**EXERCISE DATA:**
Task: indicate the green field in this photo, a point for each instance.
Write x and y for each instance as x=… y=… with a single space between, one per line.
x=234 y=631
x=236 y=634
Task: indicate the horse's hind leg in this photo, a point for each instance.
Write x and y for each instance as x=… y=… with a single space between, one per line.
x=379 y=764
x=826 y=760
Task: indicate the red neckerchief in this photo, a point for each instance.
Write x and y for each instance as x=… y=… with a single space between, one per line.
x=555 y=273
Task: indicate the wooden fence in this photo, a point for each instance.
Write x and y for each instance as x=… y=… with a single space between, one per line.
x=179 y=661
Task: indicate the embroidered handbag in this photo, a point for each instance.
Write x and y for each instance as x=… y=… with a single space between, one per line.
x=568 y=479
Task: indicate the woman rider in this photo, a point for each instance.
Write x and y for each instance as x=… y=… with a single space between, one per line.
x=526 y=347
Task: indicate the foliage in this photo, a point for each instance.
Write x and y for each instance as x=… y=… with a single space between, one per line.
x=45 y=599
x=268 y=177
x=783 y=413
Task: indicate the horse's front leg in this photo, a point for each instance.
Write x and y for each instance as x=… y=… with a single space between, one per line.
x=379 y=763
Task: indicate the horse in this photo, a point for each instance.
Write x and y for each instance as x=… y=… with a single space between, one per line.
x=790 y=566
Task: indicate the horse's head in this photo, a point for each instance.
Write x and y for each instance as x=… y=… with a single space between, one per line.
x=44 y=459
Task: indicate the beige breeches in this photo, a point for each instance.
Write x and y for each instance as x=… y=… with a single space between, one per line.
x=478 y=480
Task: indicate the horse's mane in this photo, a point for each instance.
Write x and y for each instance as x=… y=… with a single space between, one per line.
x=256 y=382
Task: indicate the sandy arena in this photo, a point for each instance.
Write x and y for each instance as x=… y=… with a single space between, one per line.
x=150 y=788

**PROBLEM TO SOLVE:** Can you reproduce every one of the records above word for word, without changing anything?

**TASK RESPONSE:**
Task: indicate the green field in this photo, a point for each instance.
Write x and y for each instance as x=… y=… with a single space between, one per line.
x=234 y=631
x=236 y=634
Task: indicate the horse's hind leg in this photo, a point for each instance.
Write x and y for each instance as x=… y=… with a single space between, one per line.
x=379 y=764
x=826 y=760
Task: indicate the red neckerchief in this photo, a point for each instance.
Write x and y for each instance as x=… y=… with a single space between, one per line.
x=555 y=273
Task: indicate the wooden fence in this photo, a point for each instance.
Write x and y for each instance as x=… y=… with a single space between, one per line.
x=179 y=661
Task: indicate the embroidered handbag in this photo, a point for each instance.
Write x and y for each instance as x=… y=… with a single space between, one per line.
x=568 y=479
Task: indicate the woman rider in this photo, a point for each instance.
Write x and y for each instance as x=… y=… with a single space between, one per line.
x=526 y=347
Task: indicate the foliage in this photo, a point for each instance.
Write x and y for each instance as x=… y=… with a single space between, one per line.
x=45 y=599
x=268 y=177
x=783 y=413
Task: indicate the horse's front leg in this photo, a point for each instance.
Write x and y for each instance as x=… y=… with a single space between, one per line.
x=379 y=763
Task: indicate the horse in this photo, a point for each instance.
Write x and y for each instance as x=… y=… with a single space between, one per line.
x=790 y=566
Task: indicate the horse's head in this photo, a point for each instance.
Write x and y for each instance as x=… y=… with a single space between, one per line.
x=44 y=459
Task: indicate the beige breeches in this photo, a point for each instance.
Write x and y for each instance as x=… y=… with a single space between, one per line.
x=478 y=480
Task: indicate the horse's mane in this photo, a point for each instance.
Write x and y for each instance as x=… y=… with a single space between, one per line.
x=256 y=382
Task: indicate the sandy arena in this photo, a point for each instance.
Write x and y for each instance as x=… y=… with a single space between, one per line.
x=150 y=788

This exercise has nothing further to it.